Could you repeat every entry below word for word, leaving out the pictures?

┄┄┄┄┄┄┄┄┄┄┄┄┄┄┄┄┄┄┄┄

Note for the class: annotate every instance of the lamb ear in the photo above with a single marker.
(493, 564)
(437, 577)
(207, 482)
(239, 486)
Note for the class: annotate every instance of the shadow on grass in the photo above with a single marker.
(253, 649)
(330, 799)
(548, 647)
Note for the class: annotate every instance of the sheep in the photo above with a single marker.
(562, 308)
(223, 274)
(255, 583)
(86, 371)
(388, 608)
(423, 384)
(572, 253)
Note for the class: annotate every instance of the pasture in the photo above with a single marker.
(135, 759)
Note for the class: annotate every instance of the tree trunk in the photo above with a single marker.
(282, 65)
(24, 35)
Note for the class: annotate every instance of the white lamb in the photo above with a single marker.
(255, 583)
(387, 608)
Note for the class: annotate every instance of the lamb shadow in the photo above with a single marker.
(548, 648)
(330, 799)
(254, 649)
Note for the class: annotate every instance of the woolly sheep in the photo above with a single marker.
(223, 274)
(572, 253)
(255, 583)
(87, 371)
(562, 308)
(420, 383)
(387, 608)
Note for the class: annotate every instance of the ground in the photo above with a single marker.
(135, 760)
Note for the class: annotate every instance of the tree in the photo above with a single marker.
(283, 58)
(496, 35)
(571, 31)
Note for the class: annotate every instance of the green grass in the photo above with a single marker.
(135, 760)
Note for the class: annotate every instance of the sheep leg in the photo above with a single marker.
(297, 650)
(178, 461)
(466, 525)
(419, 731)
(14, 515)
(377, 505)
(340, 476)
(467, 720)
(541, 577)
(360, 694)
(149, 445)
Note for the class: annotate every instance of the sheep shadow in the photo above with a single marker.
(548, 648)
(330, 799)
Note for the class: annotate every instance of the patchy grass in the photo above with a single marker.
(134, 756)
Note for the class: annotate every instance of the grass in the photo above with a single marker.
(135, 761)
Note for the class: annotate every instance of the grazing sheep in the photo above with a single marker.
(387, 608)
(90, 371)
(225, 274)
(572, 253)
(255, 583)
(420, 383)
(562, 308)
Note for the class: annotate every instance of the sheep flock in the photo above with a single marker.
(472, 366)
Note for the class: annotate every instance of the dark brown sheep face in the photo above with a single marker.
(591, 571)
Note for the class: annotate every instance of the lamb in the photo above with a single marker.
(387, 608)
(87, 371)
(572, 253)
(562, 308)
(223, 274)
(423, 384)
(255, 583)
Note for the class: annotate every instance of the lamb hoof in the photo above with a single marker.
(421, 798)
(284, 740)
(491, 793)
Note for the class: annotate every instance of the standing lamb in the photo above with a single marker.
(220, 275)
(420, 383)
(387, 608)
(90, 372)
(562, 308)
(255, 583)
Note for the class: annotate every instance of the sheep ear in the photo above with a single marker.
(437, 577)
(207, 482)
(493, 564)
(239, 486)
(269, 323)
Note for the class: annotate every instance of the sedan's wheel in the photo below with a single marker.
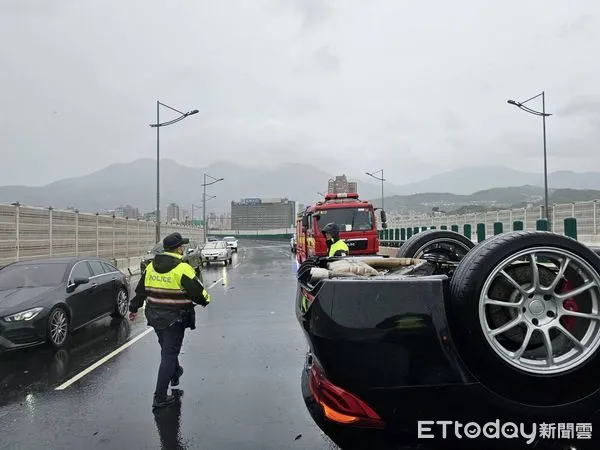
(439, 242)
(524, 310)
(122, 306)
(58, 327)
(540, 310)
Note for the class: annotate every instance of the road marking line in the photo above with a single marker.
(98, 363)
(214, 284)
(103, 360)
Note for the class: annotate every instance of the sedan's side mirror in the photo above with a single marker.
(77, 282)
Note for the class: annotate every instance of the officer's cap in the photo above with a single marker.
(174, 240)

┄┄┄┄┄┄┄┄┄┄┄┄┄┄┄┄┄┄┄┄

Finished exercise
Note for the class: annotate every instance of the lamb ear in the photo above with a single marker.
(493, 564)
(437, 577)
(207, 482)
(239, 486)
Note for the class: annotate every instance of the shadow on grass in the photo above with a single marker.
(253, 649)
(330, 799)
(548, 647)
Note for the class: annotate every instance of the sheep in the photo above with a single marker.
(562, 308)
(223, 274)
(255, 583)
(86, 371)
(388, 608)
(423, 384)
(572, 253)
Note for the class: annotate every instance of the pasture in the photo above with a single marker.
(135, 759)
Note for the class: annotate every instance of the tree trunk in the photo above with a single marker.
(282, 65)
(24, 35)
Note for the class: annotate every instance of the white lamb in the photo above with a single marker.
(255, 583)
(387, 608)
Note for the class: annotate every instance of the lamb shadow in the photo above with a single marker.
(548, 648)
(330, 799)
(254, 649)
Note for the class: annotate every instance of the woolly sheep in the photo above with a single marker.
(223, 274)
(572, 253)
(255, 583)
(87, 371)
(562, 308)
(420, 383)
(387, 608)
Note for the class: annotate every instance of the ground in the photo above with a single marker.
(135, 760)
Note for the class: annotate every instance of the tree in the photo above with a single marker.
(283, 58)
(496, 35)
(571, 31)
Note for the class: annotate every instance of the green grass in the photo above with a single marker.
(135, 760)
Note for the class: annotate every instance of the sheep leg in the photo above with a single marker.
(297, 650)
(178, 461)
(466, 525)
(419, 731)
(14, 515)
(377, 505)
(340, 476)
(467, 720)
(541, 577)
(360, 694)
(149, 445)
Note for the class: annotate every instance of the sheep shadow in the photo above with a single marker.
(548, 648)
(330, 799)
Note for the class: annotate every instance of the patchy grass in the photo above with a single marker.
(134, 756)
Note for the class: annotate every instance of the grass in the photo above with a single marker.
(135, 761)
Note for the class: annotate every instance of the grazing sheep in the photo above with a single marker.
(387, 608)
(90, 371)
(225, 274)
(572, 253)
(255, 583)
(420, 383)
(562, 308)
Note for the class: annotate every instance of the sheep flock in the photo above with a single marker.
(472, 366)
Note for the class: annotate every instance of the dark brown sheep face in the photo above with a single marker.
(591, 571)
Note for the class: annotate every instance of the lamb in the photo above with a single marker.
(387, 608)
(87, 371)
(572, 253)
(562, 308)
(223, 274)
(423, 384)
(255, 583)
Note for the class: annotate every instance of the lamb hoof in the photo above with a single marker.
(421, 798)
(284, 740)
(491, 793)
Note for the class: annotate every instance of the standing lamb in the photo above with a single marker.
(220, 275)
(420, 383)
(387, 608)
(90, 372)
(562, 308)
(255, 583)
Note for the class: annotate every instance of the sheep ear in the photo above with a single marker.
(437, 577)
(207, 482)
(493, 564)
(239, 486)
(269, 323)
Note for the class: annotate every instance of the sedan's wheel in the photo below with a single marker.
(439, 242)
(524, 310)
(122, 306)
(58, 327)
(540, 310)
Note for the class: annotate every instance of the road marking line in the photo above with a single marker.
(98, 363)
(214, 284)
(103, 360)
Note for the class: annotate every instance of the sedan's side mirror in the photo above with a single marker.
(77, 282)
Note for the class: annotate every instance of the officer's cap in the photo above with a single marker.
(174, 240)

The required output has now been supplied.